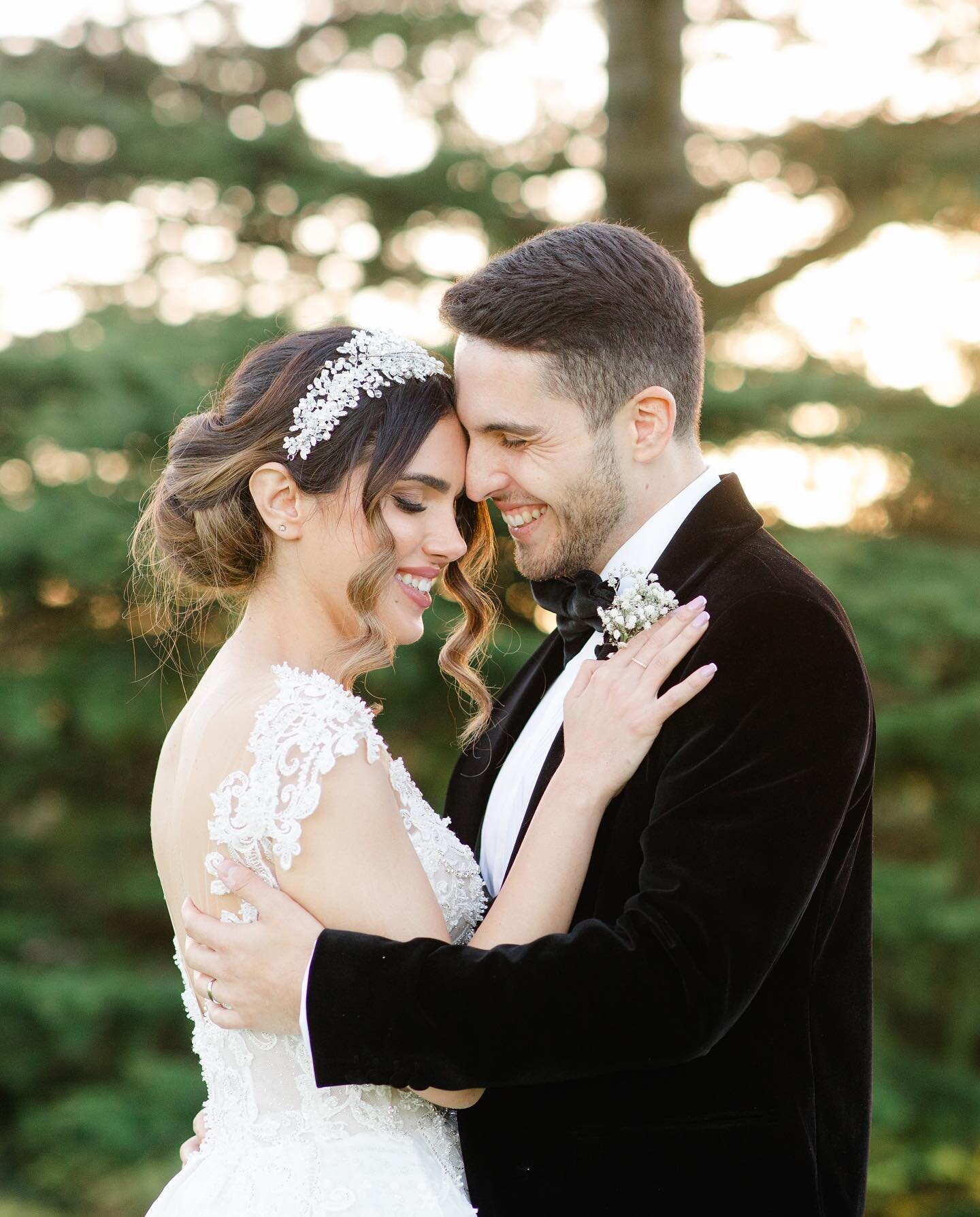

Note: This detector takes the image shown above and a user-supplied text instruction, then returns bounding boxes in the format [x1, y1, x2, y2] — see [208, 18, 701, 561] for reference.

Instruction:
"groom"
[185, 224, 874, 1217]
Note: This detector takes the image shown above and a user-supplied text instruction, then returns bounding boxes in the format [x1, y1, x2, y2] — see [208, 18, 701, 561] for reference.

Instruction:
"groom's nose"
[466, 440, 510, 502]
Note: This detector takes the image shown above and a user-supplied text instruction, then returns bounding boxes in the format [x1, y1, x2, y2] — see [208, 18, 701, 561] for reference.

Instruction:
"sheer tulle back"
[151, 666, 485, 1217]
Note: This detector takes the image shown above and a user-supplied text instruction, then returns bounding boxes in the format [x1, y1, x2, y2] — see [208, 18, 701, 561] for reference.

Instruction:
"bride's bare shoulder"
[157, 666, 287, 775]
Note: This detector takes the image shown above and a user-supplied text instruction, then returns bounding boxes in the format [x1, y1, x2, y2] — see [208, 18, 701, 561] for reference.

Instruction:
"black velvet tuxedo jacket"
[307, 474, 874, 1217]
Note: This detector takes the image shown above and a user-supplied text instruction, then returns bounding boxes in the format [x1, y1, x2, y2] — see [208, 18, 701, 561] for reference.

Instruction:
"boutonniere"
[597, 566, 678, 651]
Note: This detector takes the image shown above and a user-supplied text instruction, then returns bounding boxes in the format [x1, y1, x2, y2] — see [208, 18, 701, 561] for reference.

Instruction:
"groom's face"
[455, 337, 625, 579]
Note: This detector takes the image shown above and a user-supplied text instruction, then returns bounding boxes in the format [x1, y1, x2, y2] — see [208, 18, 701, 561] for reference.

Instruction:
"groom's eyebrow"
[398, 474, 449, 494]
[480, 421, 539, 436]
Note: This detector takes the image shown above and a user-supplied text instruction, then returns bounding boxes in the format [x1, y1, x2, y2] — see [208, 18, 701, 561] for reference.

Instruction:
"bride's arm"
[467, 601, 713, 950]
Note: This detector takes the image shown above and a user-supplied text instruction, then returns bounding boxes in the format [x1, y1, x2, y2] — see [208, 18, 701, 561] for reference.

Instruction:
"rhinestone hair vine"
[282, 330, 446, 460]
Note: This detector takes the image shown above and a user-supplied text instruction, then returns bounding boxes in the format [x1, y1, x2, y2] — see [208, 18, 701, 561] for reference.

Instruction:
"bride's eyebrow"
[398, 474, 449, 494]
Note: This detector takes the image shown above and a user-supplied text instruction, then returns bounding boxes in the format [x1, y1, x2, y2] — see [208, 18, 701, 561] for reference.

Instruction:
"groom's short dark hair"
[441, 224, 705, 438]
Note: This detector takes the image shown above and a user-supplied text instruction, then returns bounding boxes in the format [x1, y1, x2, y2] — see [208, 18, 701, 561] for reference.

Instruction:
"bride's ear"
[248, 461, 309, 540]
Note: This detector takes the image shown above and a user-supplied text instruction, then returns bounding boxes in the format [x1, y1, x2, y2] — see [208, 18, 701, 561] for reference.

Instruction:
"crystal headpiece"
[282, 330, 446, 460]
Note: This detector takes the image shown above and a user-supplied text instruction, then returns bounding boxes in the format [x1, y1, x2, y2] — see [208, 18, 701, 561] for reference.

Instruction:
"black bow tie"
[531, 571, 616, 663]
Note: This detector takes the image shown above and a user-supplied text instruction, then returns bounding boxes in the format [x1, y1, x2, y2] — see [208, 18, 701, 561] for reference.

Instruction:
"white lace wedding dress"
[147, 664, 486, 1217]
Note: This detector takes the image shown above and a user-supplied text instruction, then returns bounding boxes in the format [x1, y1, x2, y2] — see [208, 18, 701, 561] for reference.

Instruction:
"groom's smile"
[455, 336, 627, 579]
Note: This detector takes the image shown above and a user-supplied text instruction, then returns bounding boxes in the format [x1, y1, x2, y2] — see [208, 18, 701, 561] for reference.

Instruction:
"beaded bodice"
[178, 664, 486, 1212]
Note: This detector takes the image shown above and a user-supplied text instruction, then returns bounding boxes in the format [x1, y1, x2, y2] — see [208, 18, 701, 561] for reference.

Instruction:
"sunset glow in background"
[0, 0, 980, 527]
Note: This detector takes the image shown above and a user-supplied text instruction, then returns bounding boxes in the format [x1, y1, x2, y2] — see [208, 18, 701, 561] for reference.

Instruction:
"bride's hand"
[561, 596, 716, 801]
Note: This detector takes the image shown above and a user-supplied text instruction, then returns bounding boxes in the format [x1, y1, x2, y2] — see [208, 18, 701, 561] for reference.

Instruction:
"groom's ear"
[625, 385, 677, 465]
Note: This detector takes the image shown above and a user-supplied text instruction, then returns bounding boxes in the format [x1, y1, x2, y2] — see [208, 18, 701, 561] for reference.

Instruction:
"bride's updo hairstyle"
[131, 326, 495, 743]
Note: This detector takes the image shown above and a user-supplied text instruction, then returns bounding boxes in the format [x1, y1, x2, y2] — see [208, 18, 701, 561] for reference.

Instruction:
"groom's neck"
[591, 443, 707, 571]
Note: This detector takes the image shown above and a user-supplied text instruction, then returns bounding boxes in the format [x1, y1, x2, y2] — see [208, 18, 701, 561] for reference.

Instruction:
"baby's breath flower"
[598, 567, 678, 650]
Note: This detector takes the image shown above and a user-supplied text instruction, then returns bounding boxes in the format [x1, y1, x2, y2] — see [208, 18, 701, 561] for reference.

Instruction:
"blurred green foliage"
[0, 3, 980, 1217]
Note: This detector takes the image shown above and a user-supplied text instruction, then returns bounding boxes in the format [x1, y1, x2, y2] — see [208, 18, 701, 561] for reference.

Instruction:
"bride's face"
[304, 415, 466, 645]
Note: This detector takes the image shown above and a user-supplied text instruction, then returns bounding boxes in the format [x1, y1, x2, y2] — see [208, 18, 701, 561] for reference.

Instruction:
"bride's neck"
[222, 581, 355, 677]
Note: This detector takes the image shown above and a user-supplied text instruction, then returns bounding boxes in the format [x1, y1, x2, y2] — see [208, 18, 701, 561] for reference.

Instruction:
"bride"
[134, 327, 710, 1217]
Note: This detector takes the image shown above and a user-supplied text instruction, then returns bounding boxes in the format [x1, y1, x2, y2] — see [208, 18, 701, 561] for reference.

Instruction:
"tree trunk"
[602, 0, 706, 269]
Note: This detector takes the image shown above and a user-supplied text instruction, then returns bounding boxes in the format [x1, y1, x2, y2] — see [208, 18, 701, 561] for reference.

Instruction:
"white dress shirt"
[299, 468, 721, 1056]
[480, 468, 721, 896]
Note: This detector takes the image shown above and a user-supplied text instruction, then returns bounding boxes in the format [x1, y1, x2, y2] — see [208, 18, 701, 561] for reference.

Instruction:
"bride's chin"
[383, 612, 425, 646]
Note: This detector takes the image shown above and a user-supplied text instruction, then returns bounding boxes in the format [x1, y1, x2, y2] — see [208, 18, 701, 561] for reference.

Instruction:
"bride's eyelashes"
[392, 494, 425, 514]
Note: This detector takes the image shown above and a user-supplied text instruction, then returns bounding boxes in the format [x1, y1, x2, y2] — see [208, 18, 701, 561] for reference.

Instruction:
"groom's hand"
[182, 862, 323, 1036]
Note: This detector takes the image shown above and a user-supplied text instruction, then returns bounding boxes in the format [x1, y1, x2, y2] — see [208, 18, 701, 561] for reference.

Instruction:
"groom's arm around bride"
[307, 477, 874, 1214]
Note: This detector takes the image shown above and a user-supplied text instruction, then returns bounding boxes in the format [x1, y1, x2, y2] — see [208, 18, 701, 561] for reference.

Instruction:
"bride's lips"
[395, 566, 440, 608]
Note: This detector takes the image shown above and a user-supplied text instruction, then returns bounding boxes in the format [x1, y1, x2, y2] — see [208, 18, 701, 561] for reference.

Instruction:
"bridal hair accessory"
[282, 330, 446, 460]
[597, 566, 678, 652]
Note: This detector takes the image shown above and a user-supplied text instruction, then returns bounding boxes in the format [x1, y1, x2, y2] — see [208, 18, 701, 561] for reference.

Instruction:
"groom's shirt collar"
[591, 468, 721, 613]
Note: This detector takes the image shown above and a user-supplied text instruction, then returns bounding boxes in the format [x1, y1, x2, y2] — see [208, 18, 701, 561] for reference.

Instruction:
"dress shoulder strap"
[205, 663, 383, 896]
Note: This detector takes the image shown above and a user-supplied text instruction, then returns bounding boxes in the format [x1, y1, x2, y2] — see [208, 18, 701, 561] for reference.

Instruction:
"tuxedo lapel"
[446, 630, 564, 857]
[655, 474, 762, 604]
[496, 474, 762, 873]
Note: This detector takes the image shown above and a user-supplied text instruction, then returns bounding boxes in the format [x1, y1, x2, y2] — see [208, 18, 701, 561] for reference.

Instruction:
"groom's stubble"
[514, 427, 628, 579]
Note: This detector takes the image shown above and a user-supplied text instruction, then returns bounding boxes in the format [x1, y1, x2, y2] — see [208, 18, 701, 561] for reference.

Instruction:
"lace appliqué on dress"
[152, 664, 486, 1217]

• Task prompt: Turn every line from the start of the rows through the line containing "[597, 566, 678, 651]", inclusive, into a numbered list, skipping blank lines. Leave the pictures out of your answer.

• Finished exercise:
1. Note: This detector takes the image shown above and a user-supplied text instruction, then returns bounding boxes in the format [x1, y1, x2, y2] — see [208, 18, 701, 561] for reference.
2. Instruction:
3. "groom"
4. [185, 224, 874, 1217]
5. Note: This detector takes the image shown above and a user-supplied text instruction, then returns bounding boxes in the format [x1, y1, x2, y2] — see [208, 18, 701, 561] for reference.
6. Instruction:
7. "groom's nose"
8. [466, 440, 510, 502]
9. Note: This detector takes the image shown above and a user-supplied text instruction, then returns bounding boxes in the format [x1, y1, x2, y2] — see [208, 18, 701, 561] for reference.
10. Instruction:
11. "sheer tulle back"
12. [151, 666, 485, 1217]
13. Note: This detector takes the image shown above and a user-supplied text instruction, then returns bounding boxes in the format [x1, y1, x2, y2] — see [208, 18, 701, 561] for reference.
14. Instruction:
15. "bride's bare shoulder"
16. [157, 666, 287, 775]
17. Note: This detector takes the image shown above and a user-supplied text instruction, then returns bounding boxes in the format [x1, y1, x2, y2] — see [208, 18, 701, 561] for reference.
18. Instruction:
19. "black velvet tuxedo jacket"
20. [307, 474, 874, 1217]
21. Note: This detector takes the image shown above and a user-supplied text instruction, then returns bounding boxes in the format [x1, y1, x2, y2] — see [208, 18, 701, 561] for reference.
22. Instruction:
23. "boutonniere"
24. [597, 566, 678, 651]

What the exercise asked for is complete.